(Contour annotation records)
____

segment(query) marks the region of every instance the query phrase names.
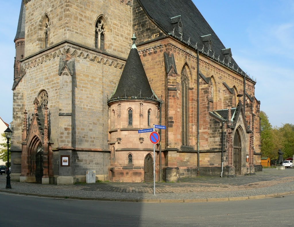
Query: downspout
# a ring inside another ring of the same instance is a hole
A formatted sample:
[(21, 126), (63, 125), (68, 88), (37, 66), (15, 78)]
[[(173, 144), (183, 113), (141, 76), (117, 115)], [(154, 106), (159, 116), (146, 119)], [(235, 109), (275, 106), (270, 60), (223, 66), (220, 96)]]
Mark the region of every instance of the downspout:
[[(159, 104), (159, 125), (161, 125), (161, 104), (162, 103), (162, 96), (161, 100)], [(162, 180), (162, 169), (161, 167), (161, 130), (159, 129), (159, 181)]]
[(245, 114), (245, 109), (246, 107), (245, 106), (245, 101), (246, 100), (246, 98), (245, 96), (246, 95), (246, 75), (245, 74), (244, 75), (244, 95), (243, 96), (243, 106), (244, 107), (244, 113)]
[(221, 172), (220, 172), (220, 177), (223, 177), (223, 127), (225, 122), (221, 123), (221, 157), (220, 162), (221, 163)]
[(197, 176), (200, 175), (199, 166), (199, 51), (197, 50)]

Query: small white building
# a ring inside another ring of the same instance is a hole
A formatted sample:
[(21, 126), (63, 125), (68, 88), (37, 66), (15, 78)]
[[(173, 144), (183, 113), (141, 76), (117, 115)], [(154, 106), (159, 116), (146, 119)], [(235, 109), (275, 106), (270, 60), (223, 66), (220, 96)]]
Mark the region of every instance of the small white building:
[[(6, 123), (3, 120), (1, 117), (0, 117), (0, 134), (2, 134), (4, 132), (4, 131), (7, 128), (7, 127), (9, 126), (9, 125)], [(3, 138), (2, 136), (0, 136), (0, 143), (3, 143), (6, 142), (6, 140), (5, 138)], [(2, 149), (4, 148), (2, 146), (0, 145), (0, 149)], [(3, 162), (0, 159), (0, 165), (5, 165), (5, 162)]]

____

● Problem details
Print the whole listing above line for line, without any changes, and leave the pictures out of your answer.

● Output for this task
segment(query) marks the region of every instance the query phrase names.
Query: downspout
# a ring inside another ring of the same instance is a hole
A formatted sample:
[(21, 126), (63, 125), (68, 88), (37, 66), (15, 78)]
[[(173, 144), (183, 113), (141, 76), (117, 115)], [(154, 106), (159, 116), (146, 119)], [(235, 109), (275, 106), (270, 60), (223, 66), (220, 96)]]
Mark the region of every instance of the downspout:
[[(159, 104), (159, 125), (161, 125), (161, 104), (162, 103), (162, 96), (161, 100)], [(162, 180), (162, 169), (161, 167), (161, 130), (159, 129), (159, 181)]]
[(245, 114), (245, 109), (246, 107), (245, 106), (245, 101), (246, 100), (246, 98), (245, 96), (246, 95), (246, 75), (245, 74), (244, 75), (244, 95), (243, 96), (243, 106), (244, 107), (244, 113)]
[(221, 172), (220, 172), (220, 177), (223, 177), (223, 127), (225, 122), (221, 123), (221, 157), (220, 162), (221, 163)]
[(197, 176), (200, 175), (199, 166), (199, 51), (197, 50)]

Query: small white building
# a ring inside another ring of the same instance is a hole
A formatted sample:
[(21, 126), (63, 125), (68, 88), (37, 66), (15, 78)]
[[(173, 144), (183, 113), (141, 76), (117, 115)], [(154, 106), (159, 116), (146, 119)], [(235, 109), (275, 106), (270, 60), (223, 66), (220, 96)]]
Mark the region of every instance of the small white building:
[[(6, 123), (3, 120), (1, 117), (0, 117), (0, 134), (2, 134), (4, 132), (4, 131), (7, 128), (7, 127), (9, 126), (9, 125)], [(3, 138), (2, 136), (0, 136), (0, 143), (3, 143), (6, 142), (6, 140), (5, 138)], [(2, 149), (4, 148), (2, 146), (0, 145), (0, 149)], [(3, 162), (0, 159), (0, 165), (5, 165), (5, 162)]]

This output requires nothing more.